**Task description**
The exercise calls for a faithful copy of all the data.

= Beginning of Section =

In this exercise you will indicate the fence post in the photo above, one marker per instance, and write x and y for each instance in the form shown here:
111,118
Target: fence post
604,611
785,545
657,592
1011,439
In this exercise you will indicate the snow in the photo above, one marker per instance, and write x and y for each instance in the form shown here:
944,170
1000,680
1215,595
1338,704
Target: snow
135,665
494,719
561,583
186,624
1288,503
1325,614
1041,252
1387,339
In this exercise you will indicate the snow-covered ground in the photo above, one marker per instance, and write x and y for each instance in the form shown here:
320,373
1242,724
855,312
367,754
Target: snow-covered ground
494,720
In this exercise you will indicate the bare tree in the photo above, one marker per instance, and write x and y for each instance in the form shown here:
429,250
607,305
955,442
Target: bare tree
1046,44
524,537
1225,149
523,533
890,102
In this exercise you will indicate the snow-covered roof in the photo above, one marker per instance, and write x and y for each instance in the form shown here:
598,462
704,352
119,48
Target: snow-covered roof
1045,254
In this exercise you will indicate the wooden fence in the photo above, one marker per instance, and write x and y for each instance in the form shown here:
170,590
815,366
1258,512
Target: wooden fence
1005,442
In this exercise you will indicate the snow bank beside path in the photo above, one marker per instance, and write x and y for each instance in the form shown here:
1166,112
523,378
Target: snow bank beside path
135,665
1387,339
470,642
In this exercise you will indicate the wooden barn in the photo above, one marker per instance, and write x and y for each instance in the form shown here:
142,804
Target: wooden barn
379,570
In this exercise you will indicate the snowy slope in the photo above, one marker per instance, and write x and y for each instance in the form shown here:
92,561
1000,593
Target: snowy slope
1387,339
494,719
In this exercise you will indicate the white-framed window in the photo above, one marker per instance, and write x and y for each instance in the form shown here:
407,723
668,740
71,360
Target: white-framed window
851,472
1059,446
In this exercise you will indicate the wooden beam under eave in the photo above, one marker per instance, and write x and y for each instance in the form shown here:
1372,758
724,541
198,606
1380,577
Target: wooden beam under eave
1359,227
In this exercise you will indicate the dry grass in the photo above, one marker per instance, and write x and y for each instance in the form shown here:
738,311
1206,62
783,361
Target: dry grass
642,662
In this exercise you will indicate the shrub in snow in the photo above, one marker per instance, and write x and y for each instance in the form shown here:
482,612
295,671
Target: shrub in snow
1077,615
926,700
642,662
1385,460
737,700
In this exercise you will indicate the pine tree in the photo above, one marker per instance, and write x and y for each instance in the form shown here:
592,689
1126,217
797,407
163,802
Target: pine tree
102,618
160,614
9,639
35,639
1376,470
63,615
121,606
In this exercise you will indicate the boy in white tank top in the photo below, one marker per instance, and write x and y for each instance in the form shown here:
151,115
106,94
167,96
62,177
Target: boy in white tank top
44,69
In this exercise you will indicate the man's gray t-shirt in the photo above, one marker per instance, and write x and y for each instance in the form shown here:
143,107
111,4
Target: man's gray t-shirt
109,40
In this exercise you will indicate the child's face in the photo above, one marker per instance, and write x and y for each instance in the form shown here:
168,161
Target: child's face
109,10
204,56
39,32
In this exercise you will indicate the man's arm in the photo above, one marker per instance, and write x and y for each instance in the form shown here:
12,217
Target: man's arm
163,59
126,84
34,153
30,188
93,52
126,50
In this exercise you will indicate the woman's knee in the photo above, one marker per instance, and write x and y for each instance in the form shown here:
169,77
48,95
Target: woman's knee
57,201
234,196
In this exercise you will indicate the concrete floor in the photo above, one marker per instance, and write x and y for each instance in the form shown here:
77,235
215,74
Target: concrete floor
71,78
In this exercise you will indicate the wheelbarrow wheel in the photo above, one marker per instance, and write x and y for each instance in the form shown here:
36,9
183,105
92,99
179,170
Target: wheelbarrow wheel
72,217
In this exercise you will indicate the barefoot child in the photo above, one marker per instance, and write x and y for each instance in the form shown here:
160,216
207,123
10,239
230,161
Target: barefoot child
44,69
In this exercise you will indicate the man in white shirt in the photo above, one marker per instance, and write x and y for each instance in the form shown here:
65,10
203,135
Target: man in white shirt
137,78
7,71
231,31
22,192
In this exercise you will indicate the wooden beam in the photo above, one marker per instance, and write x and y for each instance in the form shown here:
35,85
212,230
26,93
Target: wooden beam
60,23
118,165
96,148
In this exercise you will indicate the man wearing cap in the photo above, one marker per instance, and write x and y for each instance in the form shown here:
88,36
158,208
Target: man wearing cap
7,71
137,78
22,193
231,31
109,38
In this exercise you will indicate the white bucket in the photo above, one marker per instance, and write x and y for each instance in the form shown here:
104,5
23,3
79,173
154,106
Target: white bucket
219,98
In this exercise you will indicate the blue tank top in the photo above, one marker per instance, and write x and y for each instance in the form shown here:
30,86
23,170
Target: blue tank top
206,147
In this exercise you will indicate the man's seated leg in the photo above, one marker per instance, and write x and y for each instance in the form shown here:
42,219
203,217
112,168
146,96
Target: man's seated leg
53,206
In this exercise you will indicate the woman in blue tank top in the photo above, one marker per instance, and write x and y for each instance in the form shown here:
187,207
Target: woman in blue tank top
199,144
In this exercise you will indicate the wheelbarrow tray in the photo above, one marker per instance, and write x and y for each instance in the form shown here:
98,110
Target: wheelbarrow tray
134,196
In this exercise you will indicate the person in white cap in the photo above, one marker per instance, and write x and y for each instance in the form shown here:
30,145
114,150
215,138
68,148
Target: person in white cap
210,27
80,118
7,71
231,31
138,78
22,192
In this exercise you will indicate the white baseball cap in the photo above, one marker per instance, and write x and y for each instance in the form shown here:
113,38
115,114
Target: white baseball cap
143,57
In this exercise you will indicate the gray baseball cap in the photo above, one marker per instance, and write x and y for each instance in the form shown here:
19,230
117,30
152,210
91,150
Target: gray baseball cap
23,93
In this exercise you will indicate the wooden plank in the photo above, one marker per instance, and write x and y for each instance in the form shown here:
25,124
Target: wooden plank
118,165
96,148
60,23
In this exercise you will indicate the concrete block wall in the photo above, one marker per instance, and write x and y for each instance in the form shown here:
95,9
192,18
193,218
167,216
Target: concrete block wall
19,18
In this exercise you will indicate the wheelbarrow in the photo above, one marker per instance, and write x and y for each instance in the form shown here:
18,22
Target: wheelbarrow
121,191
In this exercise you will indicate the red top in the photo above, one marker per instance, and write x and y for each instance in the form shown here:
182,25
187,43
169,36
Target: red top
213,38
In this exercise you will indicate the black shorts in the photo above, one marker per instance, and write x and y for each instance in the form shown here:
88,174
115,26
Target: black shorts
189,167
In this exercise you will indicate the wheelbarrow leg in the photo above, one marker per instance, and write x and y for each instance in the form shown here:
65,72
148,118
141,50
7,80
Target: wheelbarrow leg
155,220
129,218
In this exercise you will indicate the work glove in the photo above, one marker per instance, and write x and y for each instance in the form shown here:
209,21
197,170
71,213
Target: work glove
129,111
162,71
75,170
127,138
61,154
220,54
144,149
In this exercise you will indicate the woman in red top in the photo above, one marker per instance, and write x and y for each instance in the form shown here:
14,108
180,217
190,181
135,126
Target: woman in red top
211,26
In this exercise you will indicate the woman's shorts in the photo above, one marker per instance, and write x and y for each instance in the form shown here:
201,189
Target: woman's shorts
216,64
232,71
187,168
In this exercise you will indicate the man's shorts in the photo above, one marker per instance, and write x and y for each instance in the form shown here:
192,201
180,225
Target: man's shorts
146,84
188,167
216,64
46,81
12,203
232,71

= End of Section =

**Your response**
In this exercise you will indicate the fence post in the photo above, one marker per instance, and write x and y for each instance in the form shown here:
111,118
Target: fence post
604,611
785,545
657,592
1011,439
In this exercise you will indicate the snow in the photo above, one marker per instance, and write x and y for each instance in the form shown here:
944,170
1000,680
1215,595
1338,704
Target: snow
135,665
494,719
561,583
186,624
1288,503
1325,614
1041,252
1387,339
In this exercise you will indicate the snow-covered ground in the photo above, one marker per instance, and write x and y for each instance in the form shown here:
320,373
1242,724
855,312
367,754
Target: snow-covered ground
494,720
In this exercise you will indicate the bare tree in the photo above, one marker per instance, and write x and y for each instance in the form shown here:
429,250
607,305
955,442
Target: bare tree
1046,44
524,537
1225,149
523,533
890,102
In this exercise you will indicate the snow-covered roof in the photo above, one marker per instance, and write x and y for each instance in the form shown here:
598,462
704,352
119,48
Target: snow-covered roof
1045,254
In this exercise you will indicate the wooden fence in the photo above, one marker per instance, and write x and y for each instance in the form shown here:
170,590
815,366
1258,512
Target: wooden fence
1005,442
In this exercise you will indicate the snow bank beside path in the photo above, one marker per instance, and write x and y for each instance in the form shown here:
1166,112
523,378
Target: snow bank beside path
135,665
1387,339
470,642
In this exercise you will indicate the wooden barn in the photo above, one marker per instance, and write x and y for each instance in the form shown here:
142,804
Target: wooden barn
379,570
In this exercise you will indicate the snowy slope in the photo above, one marker per instance, and write x and y for each instance in the form shown here:
92,561
1000,593
Target: snowy slope
1387,339
494,719
In this exercise you will indicate the white-framed window in the photo above, one marker per instance, and write x and y for each instance in the form shown here:
407,723
668,740
71,360
Target: white-framed window
851,472
1059,446
In this exercise you will indicate the wooden beam under eave in the photo above, one marker per instance, and write x and y for each instance in the form shown here:
1372,758
724,541
198,606
1380,577
Target: wooden beam under eave
1359,227
In this exercise you will indicate the dry grass in the photo above, one marker per instance, and write x and y for each instance in the form shown here:
738,311
1206,62
783,361
Target: dry grass
642,662
In this exercise you will indicate the shrub in snow in the photo above, one marker per instance, and write x and y for each instance in the form shown here:
482,612
295,671
Target: shrub in snow
1077,615
926,700
642,662
1385,460
737,700
In this exercise you will indicate the pine tree in the photo above, one marker per instance, and write x and y for each instance in the form shown here:
592,689
1126,217
797,407
163,802
Target: pine tree
102,618
160,614
9,639
35,639
1376,470
63,615
121,606
In this exercise you will indicate the boy in white tank top in the photo below, one marker per instance, and write x and y for each instance in the form shown here:
151,115
106,94
167,96
62,177
Target: boy in white tank top
44,69
In this exercise you will indicate the man's gray t-shirt in the photo above, one marker per instance, and write x and y for each instance in the form shown here:
143,107
111,4
Target: man's gray t-shirt
109,40
In this exercise you will indicate the child's face in the photo above, one marker per instance, and write x and y for each instance in the form shown here:
168,161
Target: child's face
109,10
204,56
39,32
In this exercise you will indicate the man's arm in the photo above, one marker per instance, and write x and y for each instance in the form shown here:
12,217
Target: man's arm
163,59
126,84
34,153
30,188
93,52
126,50
In this exercise you will indicate the woman's knee in the photo above, one marker per instance, and write x and y for each instance in the form shown here:
169,77
48,95
Target: woman's knee
57,201
234,196
In this exercise you will indicate the concrete floor in the photo above, one marker per instance, and write x and y for each instance in the form shown here:
77,235
215,74
Target: concrete floor
71,78
In this exercise you will indicate the wheelbarrow wheel in the photo above, one marker per instance, and write x and y for each instance in the form shown here:
36,9
183,105
92,99
179,170
Target: wheelbarrow wheel
72,217
In this exercise you will indicate the barefoot child in the photo above, one marker per instance, and write x and y for each instance in the form shown here:
160,216
207,123
10,239
230,161
Target: barefoot child
44,69
In this exercise you will indicate the man in white shirt in the photo above, one marker per instance, and write x and y for each instance in the form shown here:
65,10
203,135
Target: man in white shirt
137,78
7,71
231,31
22,192
In this exercise you will indicate the wooden beam in the photo above, one marker per instance, and write x and y for each instance in the form shown here:
35,85
212,230
26,93
Target: wooden beam
60,23
118,165
96,148
In this exercise you will indicate the man wearing cap in the photo above, one marker per instance, and write x and y for each instance in the form shown here:
88,36
158,208
Target: man wearing cap
7,71
137,78
22,193
231,31
109,38
In this exercise you will indicate the white bucket in the photo above, one marker per instance, and write x and y for each instance in the form shown here:
104,5
23,3
79,173
154,106
Target: white bucket
219,98
In this exercise you will indicate the blue tank top in the photo above, one marker per instance, and write x and y for each instance in the form shown here:
30,86
23,170
Target: blue tank top
206,147
In this exercise you will indicate the man's seated leg in the photo above, one marker per instance, and write x and y for each instance in the form shown here:
42,219
203,217
112,168
146,96
Target: man's seated leg
53,206
In this exercise you will indicate the woman in blue tank top in the photo above, one marker per instance, and write x and y for each instance in the form shown here:
187,207
Target: woman in blue tank top
199,144
In this exercise you will indicate the wheelbarrow tray in the photo above, one marker per instance, and write x and y for each instance in the form shown here:
98,110
Target: wheelbarrow tray
134,196
In this exercise you will indicate the person in white cap in the photo above, one marker per instance, and write x and y for each instance in the form shown here:
30,145
114,150
215,138
68,148
Target: person in white cap
210,27
80,118
7,71
231,31
138,78
22,192
In this exercise you will indicate the white baseball cap in the photo above, one marker per instance, and write x and y for each instance in the form shown here:
113,38
115,114
Target: white baseball cap
143,57
In this exercise you will indicate the gray baseball cap in the photo above, one marker per instance, and write x and y for each instance in the form shown here:
19,230
117,30
152,210
91,150
Target: gray baseball cap
23,93
In this exercise you will indicate the wooden plank in the photo above, one marker per instance, and write x and y for each instance in the form shown here:
25,124
Target: wooden plank
118,165
96,148
60,23
In this exercise you will indicate the concrete block wall in the photo above, one marker per instance, and write x and y for each instance in the form shown here:
95,9
192,18
193,218
167,216
Target: concrete block wall
19,18
In this exercise you will indicate the wheelbarrow in the photo above, one marker per instance, and write x and y for each instance in the form shown here:
18,22
Target: wheelbarrow
121,191
In this exercise you will indicate the red top in the photo above, one marker per instance, and write x and y for each instance in the form shown here:
182,25
187,43
169,36
Target: red top
213,38
In this exercise you will indicate the black shorts in the photo above, one marker per instance, and write x and y for each instance in the form shown here:
88,174
115,26
Target: black shorts
189,167
In this exercise you will indicate the wheelbarrow leg in the photo above, one marker per instance, and write x and y for each instance in the form shown here:
65,72
148,118
141,50
7,80
Target: wheelbarrow leg
155,220
129,218
In this exercise you will indicate the work glove in the photo above, one marker per instance, and write x and y for each instance in the form shown here:
209,21
197,170
71,213
Target: work glove
129,111
162,71
75,170
127,138
61,154
220,54
144,149
In this exercise you will indicate the woman in red top in the photo above, one marker per instance, and write x and y for each instance in the form shown here:
14,108
180,217
190,181
135,126
Target: woman in red top
211,26
In this exercise you will indicate the woman's shorts in the photo above, one marker per instance, and write x and y for each instance in the form shown here:
201,189
Target: woman's shorts
216,64
232,71
187,168
In this exercise you will indicate the man's shorts in the photo above, one marker per instance, and write x and y for each instance in the form shown here:
192,201
180,225
Target: man's shorts
146,84
188,167
216,64
46,81
12,203
232,71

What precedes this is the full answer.